▶ _Dataset excerpt_:
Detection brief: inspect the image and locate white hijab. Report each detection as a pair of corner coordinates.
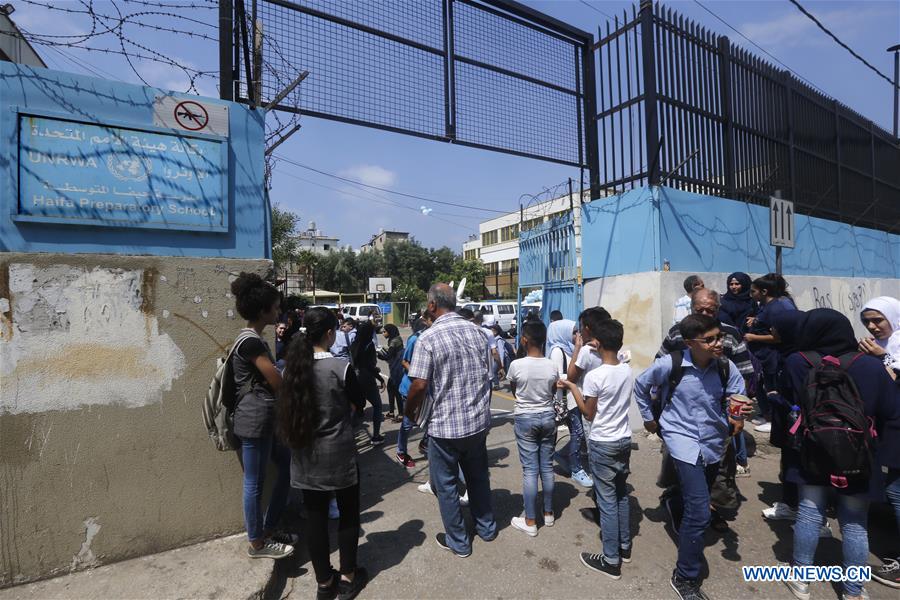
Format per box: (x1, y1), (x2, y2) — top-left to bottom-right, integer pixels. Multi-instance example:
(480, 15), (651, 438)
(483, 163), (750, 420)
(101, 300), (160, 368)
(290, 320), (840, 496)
(859, 296), (900, 368)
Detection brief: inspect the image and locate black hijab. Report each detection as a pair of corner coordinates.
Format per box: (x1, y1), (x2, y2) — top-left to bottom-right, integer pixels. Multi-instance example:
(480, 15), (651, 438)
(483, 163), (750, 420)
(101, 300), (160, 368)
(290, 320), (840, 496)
(796, 308), (859, 357)
(719, 271), (756, 331)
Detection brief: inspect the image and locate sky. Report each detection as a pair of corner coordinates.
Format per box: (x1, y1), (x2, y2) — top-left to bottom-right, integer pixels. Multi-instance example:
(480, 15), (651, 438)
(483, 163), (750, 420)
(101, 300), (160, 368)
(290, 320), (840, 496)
(12, 0), (900, 252)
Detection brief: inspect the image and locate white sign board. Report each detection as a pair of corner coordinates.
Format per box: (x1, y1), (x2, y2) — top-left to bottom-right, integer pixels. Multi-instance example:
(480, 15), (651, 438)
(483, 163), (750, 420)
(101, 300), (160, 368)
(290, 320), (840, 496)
(769, 196), (797, 248)
(369, 277), (392, 294)
(153, 96), (228, 137)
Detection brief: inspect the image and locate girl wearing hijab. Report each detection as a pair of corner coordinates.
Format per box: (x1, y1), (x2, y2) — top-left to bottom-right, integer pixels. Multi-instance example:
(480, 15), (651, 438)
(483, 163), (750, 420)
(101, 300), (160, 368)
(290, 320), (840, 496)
(547, 319), (593, 487)
(744, 273), (797, 433)
(719, 271), (756, 333)
(381, 323), (403, 423)
(780, 308), (900, 600)
(350, 321), (384, 446)
(859, 296), (900, 379)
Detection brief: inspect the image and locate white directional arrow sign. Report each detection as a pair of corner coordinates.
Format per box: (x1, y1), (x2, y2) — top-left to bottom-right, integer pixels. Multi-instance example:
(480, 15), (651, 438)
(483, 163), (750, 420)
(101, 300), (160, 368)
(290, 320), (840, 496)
(769, 196), (797, 248)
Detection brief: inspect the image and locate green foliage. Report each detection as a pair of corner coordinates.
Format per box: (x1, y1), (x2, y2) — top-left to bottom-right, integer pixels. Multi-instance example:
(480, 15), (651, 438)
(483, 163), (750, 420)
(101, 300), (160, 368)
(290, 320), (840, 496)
(272, 204), (300, 272)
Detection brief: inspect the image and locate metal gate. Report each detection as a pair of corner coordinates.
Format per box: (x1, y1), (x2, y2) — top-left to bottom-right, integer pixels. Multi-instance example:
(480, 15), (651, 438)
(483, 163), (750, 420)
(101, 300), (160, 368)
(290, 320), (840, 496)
(517, 211), (582, 331)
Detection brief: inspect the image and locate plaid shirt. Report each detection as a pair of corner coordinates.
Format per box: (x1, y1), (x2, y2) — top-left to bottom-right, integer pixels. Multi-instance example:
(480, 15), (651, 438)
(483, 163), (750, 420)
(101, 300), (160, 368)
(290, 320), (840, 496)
(409, 313), (491, 439)
(656, 323), (753, 377)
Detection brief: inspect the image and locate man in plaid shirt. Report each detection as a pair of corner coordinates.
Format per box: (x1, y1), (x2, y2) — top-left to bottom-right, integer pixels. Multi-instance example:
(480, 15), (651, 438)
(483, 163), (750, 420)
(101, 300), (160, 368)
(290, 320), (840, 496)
(406, 283), (497, 558)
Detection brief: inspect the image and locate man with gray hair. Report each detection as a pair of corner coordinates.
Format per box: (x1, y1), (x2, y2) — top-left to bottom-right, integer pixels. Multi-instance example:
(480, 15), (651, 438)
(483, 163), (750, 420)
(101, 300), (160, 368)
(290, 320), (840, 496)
(405, 283), (497, 558)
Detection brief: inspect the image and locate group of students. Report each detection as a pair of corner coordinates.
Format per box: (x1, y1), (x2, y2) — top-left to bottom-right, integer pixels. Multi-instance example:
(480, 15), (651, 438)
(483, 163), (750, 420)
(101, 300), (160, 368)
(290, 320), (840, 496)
(223, 273), (900, 600)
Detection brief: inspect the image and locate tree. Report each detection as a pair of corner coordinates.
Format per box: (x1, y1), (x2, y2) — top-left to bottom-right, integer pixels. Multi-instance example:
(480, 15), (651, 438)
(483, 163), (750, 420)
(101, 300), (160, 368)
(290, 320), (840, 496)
(272, 204), (300, 273)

▶ _DIRECTION_: Copy out every line of the dataset excerpt above exactly, but leave the pictures out of your copy.

▶ _TASK ANSWER_:
Detection brief: inspect the image and locate white hijab. Report each detection as a pair of corner coordinates.
Format per box: (x1, y1), (x2, y2) — top-left to bottom-right, integer pixels. Multi-instance example:
(480, 15), (651, 438)
(483, 163), (750, 420)
(101, 300), (160, 368)
(290, 320), (840, 496)
(859, 296), (900, 368)
Detection brief: inspect the image and locate black hijab. Report each detection as a pair of corner coordinates.
Format per box: (x1, y1), (x2, y2) — top-left to bottom-right, integer pixels. Multi-instance example:
(480, 15), (651, 438)
(483, 163), (750, 420)
(101, 300), (160, 368)
(290, 320), (840, 496)
(796, 308), (859, 357)
(719, 271), (756, 331)
Detection brief: inspect the image and locate sky. Report each detection as a pair of corner coordinates.
Format per box: (x1, y1), (x2, y2) — top-left to bottom-right, integer pixels. Multi-instance example:
(480, 15), (651, 438)
(483, 163), (750, 420)
(101, 300), (160, 368)
(290, 320), (840, 496)
(12, 0), (900, 252)
Detection brief: inspect the image and locate white sign board. Report each detection as a pair of corner coordinates.
Format per box: (x1, y1), (x2, y2) — top-left to bottom-right, integer pixels. Multi-instance example:
(480, 15), (651, 438)
(483, 163), (750, 420)
(101, 300), (160, 368)
(290, 320), (840, 496)
(769, 196), (797, 248)
(369, 277), (392, 294)
(153, 96), (228, 137)
Detection brief: inspect the image and locate girl wearing hijab. Report each detection as a pair of corner coordinates.
Format per box: (x1, y1), (x2, y2) — top-left to bottom-right, integer pixels. Multi-instance example:
(480, 15), (651, 438)
(483, 163), (750, 420)
(101, 300), (160, 368)
(290, 320), (840, 496)
(547, 319), (593, 487)
(744, 273), (797, 433)
(719, 271), (756, 333)
(381, 323), (403, 423)
(780, 308), (900, 600)
(350, 321), (384, 446)
(859, 296), (900, 379)
Detection brief: inspect the image and locate white directional arrow sign. Report each detection as a pair of corner coordinates.
Format per box: (x1, y1), (x2, y2) — top-left to bottom-right, integer pixels. Multi-instance example:
(480, 15), (651, 438)
(483, 163), (750, 420)
(101, 300), (160, 368)
(290, 320), (840, 496)
(769, 196), (797, 248)
Detection brief: inspect the image and locate green foliage. Report each detection as a pair of corner coordinates.
Format per box: (x1, y1), (x2, y2) — top-left to bottom-right, integer pixels. Multi-instance example:
(480, 15), (651, 438)
(483, 163), (750, 420)
(101, 300), (160, 368)
(290, 320), (840, 496)
(272, 204), (300, 272)
Detection brief: inspect the image and locate metal gate. Report each detection as a pair of corner coordinates.
Format per box: (x1, y1), (x2, y2) — top-left to bottom-right, integer pixels. Multi-instance example:
(480, 15), (651, 438)
(483, 163), (750, 420)
(101, 300), (160, 368)
(290, 320), (840, 496)
(517, 211), (582, 331)
Detection brief: inspect the image and locate plaid shirt. Report each detection as a pair of corner coordinates.
Format per box: (x1, y1), (x2, y2) — top-left to bottom-right, integer pixels. Multi-instance example:
(480, 15), (651, 438)
(483, 163), (750, 420)
(101, 300), (160, 368)
(290, 320), (840, 496)
(409, 313), (491, 439)
(656, 323), (753, 377)
Detection brief: inspect the image and locate man in plaid shirt. Report each detection as a pair of corner coordinates.
Format per box: (x1, y1), (x2, y2) — top-left to bottom-right, integer pixels. Multi-instance example:
(480, 15), (651, 438)
(483, 163), (750, 420)
(101, 300), (160, 368)
(290, 320), (840, 496)
(406, 283), (497, 558)
Detection brief: inspect the image and locate man with gray hair. Report each detection as a pair of corner coordinates.
Format per box: (x1, y1), (x2, y2) — top-left to bottom-right, integer pixels. Multi-instance example:
(480, 15), (651, 438)
(483, 163), (750, 420)
(101, 300), (160, 368)
(290, 320), (840, 496)
(405, 283), (497, 558)
Detection brief: inspect the image and locate group of students. Report each detection as a pair of corner coordinates.
Format per box: (x1, y1), (x2, y2) — top-left to bottom-right, integer pixels. Multi-instance example:
(480, 15), (651, 438)
(483, 163), (750, 420)
(101, 300), (160, 368)
(290, 320), (840, 496)
(223, 273), (900, 600)
Detection brief: inspect the image and locate tree. Report each detection as a pair of corner coordinates.
Format per box: (x1, y1), (x2, y2) — top-left to bottom-right, integer pixels. Multi-instance example:
(480, 15), (651, 438)
(483, 163), (750, 420)
(101, 300), (160, 368)
(290, 320), (840, 496)
(272, 204), (300, 273)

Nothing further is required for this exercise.